:: YOUR TASK ::
Every record is to be returned as written, with no omissions.

:: RECORDS FOR THE TASK ::

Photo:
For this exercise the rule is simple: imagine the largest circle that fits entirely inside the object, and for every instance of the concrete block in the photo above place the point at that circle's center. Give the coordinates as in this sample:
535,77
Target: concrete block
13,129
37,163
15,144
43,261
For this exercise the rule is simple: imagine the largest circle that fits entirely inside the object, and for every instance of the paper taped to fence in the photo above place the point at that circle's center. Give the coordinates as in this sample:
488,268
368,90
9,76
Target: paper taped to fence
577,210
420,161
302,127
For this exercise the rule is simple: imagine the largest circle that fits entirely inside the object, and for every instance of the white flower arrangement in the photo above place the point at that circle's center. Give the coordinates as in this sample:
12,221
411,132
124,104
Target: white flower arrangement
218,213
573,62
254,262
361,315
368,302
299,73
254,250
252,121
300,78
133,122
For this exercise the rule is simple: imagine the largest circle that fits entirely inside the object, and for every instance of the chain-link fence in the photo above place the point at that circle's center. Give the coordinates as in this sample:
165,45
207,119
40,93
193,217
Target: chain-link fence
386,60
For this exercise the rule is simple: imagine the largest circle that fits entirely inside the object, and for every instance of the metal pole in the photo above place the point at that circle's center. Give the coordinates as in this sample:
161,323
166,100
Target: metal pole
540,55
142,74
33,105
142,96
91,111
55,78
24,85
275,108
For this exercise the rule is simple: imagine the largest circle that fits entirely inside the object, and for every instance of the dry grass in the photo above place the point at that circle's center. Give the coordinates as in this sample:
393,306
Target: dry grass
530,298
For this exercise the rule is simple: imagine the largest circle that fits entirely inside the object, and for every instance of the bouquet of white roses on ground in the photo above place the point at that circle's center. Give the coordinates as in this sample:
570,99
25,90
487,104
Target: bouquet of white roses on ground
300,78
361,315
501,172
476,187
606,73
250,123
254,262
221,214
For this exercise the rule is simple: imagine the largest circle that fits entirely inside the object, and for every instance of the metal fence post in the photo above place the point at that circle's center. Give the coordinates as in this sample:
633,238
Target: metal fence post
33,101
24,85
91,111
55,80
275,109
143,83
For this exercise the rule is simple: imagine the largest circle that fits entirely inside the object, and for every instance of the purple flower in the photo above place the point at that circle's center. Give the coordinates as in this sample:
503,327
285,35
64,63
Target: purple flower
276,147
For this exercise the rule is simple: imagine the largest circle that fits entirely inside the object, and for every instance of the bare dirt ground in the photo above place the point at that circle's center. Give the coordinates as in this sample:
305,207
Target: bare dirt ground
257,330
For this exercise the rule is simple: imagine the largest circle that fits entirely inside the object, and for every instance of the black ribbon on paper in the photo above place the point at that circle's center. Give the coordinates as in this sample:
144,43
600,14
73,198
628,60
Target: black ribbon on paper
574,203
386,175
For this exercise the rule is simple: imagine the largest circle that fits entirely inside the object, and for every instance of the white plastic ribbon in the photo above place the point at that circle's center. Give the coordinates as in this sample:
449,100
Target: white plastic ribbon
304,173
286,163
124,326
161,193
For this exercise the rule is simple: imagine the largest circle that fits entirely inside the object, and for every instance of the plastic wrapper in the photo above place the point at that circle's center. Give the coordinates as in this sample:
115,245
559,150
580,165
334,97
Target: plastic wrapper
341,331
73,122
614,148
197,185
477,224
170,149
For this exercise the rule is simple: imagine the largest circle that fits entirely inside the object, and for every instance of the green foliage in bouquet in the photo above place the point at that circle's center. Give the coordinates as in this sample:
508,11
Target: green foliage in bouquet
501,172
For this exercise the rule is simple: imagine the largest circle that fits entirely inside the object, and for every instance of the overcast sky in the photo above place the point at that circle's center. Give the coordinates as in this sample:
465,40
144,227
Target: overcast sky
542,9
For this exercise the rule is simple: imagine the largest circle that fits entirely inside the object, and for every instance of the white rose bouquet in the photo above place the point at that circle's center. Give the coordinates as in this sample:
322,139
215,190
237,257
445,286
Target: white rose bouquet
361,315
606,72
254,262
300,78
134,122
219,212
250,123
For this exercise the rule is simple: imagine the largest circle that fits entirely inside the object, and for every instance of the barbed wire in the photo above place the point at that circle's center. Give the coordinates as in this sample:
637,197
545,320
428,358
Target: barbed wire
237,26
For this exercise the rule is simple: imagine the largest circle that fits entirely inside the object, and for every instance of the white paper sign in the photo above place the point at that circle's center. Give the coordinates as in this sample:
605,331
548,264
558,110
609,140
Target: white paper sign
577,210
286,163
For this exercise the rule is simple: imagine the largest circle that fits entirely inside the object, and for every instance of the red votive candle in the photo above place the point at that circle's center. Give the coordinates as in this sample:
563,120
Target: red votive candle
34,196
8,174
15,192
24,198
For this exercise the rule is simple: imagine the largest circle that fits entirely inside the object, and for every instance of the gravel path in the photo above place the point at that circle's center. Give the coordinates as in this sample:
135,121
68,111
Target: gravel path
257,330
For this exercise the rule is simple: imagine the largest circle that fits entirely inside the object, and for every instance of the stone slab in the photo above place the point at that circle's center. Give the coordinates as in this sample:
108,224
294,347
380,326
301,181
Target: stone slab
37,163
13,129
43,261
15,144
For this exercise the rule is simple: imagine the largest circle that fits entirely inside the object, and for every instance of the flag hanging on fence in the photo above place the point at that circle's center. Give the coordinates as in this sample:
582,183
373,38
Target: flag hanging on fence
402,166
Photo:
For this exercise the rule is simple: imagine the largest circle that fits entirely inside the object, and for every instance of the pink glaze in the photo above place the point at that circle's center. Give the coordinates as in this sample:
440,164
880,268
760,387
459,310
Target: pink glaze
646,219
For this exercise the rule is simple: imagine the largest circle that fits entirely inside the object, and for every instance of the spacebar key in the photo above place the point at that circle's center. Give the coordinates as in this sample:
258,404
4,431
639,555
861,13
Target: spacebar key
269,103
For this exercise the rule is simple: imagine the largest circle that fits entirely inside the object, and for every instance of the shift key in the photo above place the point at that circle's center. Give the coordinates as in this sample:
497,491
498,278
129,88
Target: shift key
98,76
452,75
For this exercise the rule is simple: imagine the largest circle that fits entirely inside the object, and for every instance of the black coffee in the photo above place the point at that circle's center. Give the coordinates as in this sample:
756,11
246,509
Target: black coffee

:: SOLUTION FOR THIS TASK ::
Photo:
For this exercise the rule is simple: imagine the largest circle that fits entirely inside the object, and for every instance of the concrete block in the photo above place the point at that circle's center. Give the coordinates as in this sample:
535,77
Target: concrete block
13,129
37,163
15,144
43,261
For this exercise the rule is simple: imagine the largest circle that fits entirely inside the object, and for every instance of the paper taped to fence in the photo above place the point at that circle's center. Give the coordinates as in this sample:
488,268
368,90
9,76
Target: paper taped to fence
577,210
420,161
302,127
For this exercise the rule is simple: imagine the largest circle that fits entirely inside the object, and for every instance of the white flower arrangement in the photo above place the point at that circle's center. Give the coordinates as in this sample:
12,221
411,132
124,104
Target: white flower arrangement
218,213
573,62
254,262
361,315
368,302
299,73
254,250
252,121
300,78
133,122
For this exercise the rule is simple: imagine the largest circle that fits entirely inside the object, and for every instance of the chain-link fence in the photo above place the point at that circle's center. Give the coordinates as in this sample:
165,45
207,119
40,93
193,217
Target: chain-link fence
386,60
For this exercise the rule is simple: imagine the largest circle that fits entirely inside the object, and for every instance of the metal pole in the photo above place the point at that circle's center. Give the coordinates as in this sample:
161,323
166,100
Target: metal pole
540,55
142,74
33,105
142,96
91,111
55,78
24,85
275,108
For this exercise the rule is simple: imagine the largest circle that fits entirely inside the object, and for every instance of the dry grass in the photo above place the point at that circle's center. Give the coordinates as in this sample:
393,306
Target: dry grass
530,298
For this exercise the rule is simple: imagine the largest circle that fits entirely inside the object, and for every instance of the bouquet of white roses on ground in the photo above place the point at that circle's center. Give the coordinates as in this sample:
570,99
25,90
487,104
Target: bouquet of white roses on ground
300,78
361,315
501,172
476,187
606,73
250,123
254,262
221,214
For this exercise the rule is simple: imagine the largest circle that fits entirely inside the object, and for every instance of the metal fence post in the photo above place the point at that circle's center. Give the coordinates as in this sample:
633,238
Target: metal fence post
33,101
24,85
91,111
55,80
275,109
143,83
For this exercise the rule is simple: imagine the largest circle that fits entirely inside the object, and for every instance of the purple flower in the photo above place the point at that circle's center. Give the coordinates as in this sample:
503,327
285,35
64,63
Target: purple flower
276,147
For this exercise the rule is simple: imagine the largest circle that fits entirely inside the object, and for every instance of the bare dirt ground in the photo above place the point at that circle's center. Give the coordinates as in this sample:
305,207
Target: bare dirt ground
257,330
For this exercise the rule is simple: imagine the largest circle that fits entirely inside the object, and for every instance of the black ribbon on paper in the photo above place the point at that circle's center. Give the coordinates as in this sample:
144,43
600,14
73,198
628,60
Target: black ribbon on paper
574,203
386,175
For this exercise the rule is simple: imagine the largest circle that fits entirely inside the object, and for every instance of the white plastic ribbon in the photo above place the point at that circle's center. Give the coordinates as in this sample:
449,100
Target: white plastic ribbon
304,173
286,163
124,326
161,193
For this exercise the rule is simple: imagine the largest circle that fits entirely inside the object, and for every instance of the plastic wrapper in the photo above place the point at that circle's center. Give the coordinates as in this sample:
115,245
559,150
580,165
334,97
Target: plastic wrapper
341,331
73,122
614,148
197,185
477,224
170,149
For this exercise the rule is simple: imagine the largest circle that fits entirely inside the object, and for every instance of the green foliage in bouquet in the photo above place the point at that circle's center. Give the coordinates as in this sample:
508,11
Target: green foliage in bouquet
501,172
For this exercise the rule is simple: imagine the largest circle that fits entirely inside the object, and for every instance of the overcast sky in the photo above place the point at that circle's center. Give the coordinates as in this sample:
465,40
144,227
Target: overcast sky
542,9
For this exercise the rule is simple: imagine the largest circle that fits entirely inside the object, and for every instance of the white rose bouquet in the photo above place the point at that circle's center. Give the coordinates as in this sample:
322,139
215,190
237,257
445,286
Target: white rose bouquet
361,315
606,72
254,262
300,78
134,122
219,212
250,123
For this exercise the rule is simple: imagine the largest circle that fits entirely inside the object, and for every instance of the barbed wire in the photo above place the point at that circle's center. Give the coordinates as in this sample:
637,197
545,320
428,358
Target: barbed wire
237,26
For this exercise the rule is simple: imagine the largest circle that fits entirely inside the object, and for every instance of the white paper sign in the photo above place the point at that circle's center. Give the coordinates as in this sample:
605,331
548,264
558,110
609,140
Target: white paper sign
577,210
286,163
For this exercise the rule is simple: imagine the largest circle that fits entirely inside the object, and for every instance of the red votive candle in the photo above place the point at that circle's center. Give the coordinates as in this sample:
563,120
Target: red votive candle
34,196
8,174
15,192
24,198
For this exercise the rule is simple: imagine the largest circle that fits entirely inside the object, and for every instance of the gravel path in the photo above place the point at that circle's center. Give the coordinates as in this sample:
135,121
68,111
Target: gravel path
257,330
For this exercise the rule is simple: imagine the largest circle that fits entirely inside the object, and for every instance of the stone slab in the photo above place the point at that circle's center. Give the coordinates as in this sample:
108,224
294,347
380,326
301,181
Target: stone slab
37,163
13,129
43,261
15,144
For this exercise the rule is simple: imagine the largest circle that fits entirely inside the object, and for every instance of the flag hanging on fence in the photo above place the point at that circle's center. Give the coordinates as in this sample:
582,183
373,38
Target: flag hanging on fence
402,166
Photo:
For this exercise the rule is simple: imagine the largest circle that fits entirely inside the object, and for every instance of the pink glaze in the photo above place the point at that circle's center. Give the coordinates as in this sample:
440,164
880,268
760,387
459,310
Target: pink glaze
646,219
For this exercise the rule is simple: imagine the largest circle that fits entirely inside the object, and for every instance of the spacebar key in the photo above place the point at that circle's center. Give the coordinates as in this sample:
258,404
4,431
639,555
861,13
Target: spacebar key
269,103
For this exercise the rule is simple: imagine the largest circle that fits entirely inside the object, and for every instance of the shift key in the photo above place the point at that circle's center. Give the coordinates as in this sample:
497,491
498,278
129,88
Target: shift key
98,76
452,75
For this exercise the rule is simple: imagine the largest circle that fits entirely inside the object, and for every instance of the black coffee in the photo above place the point at that circle's center. Give the coordinates as in this sample:
756,11
246,509
Target: black coffee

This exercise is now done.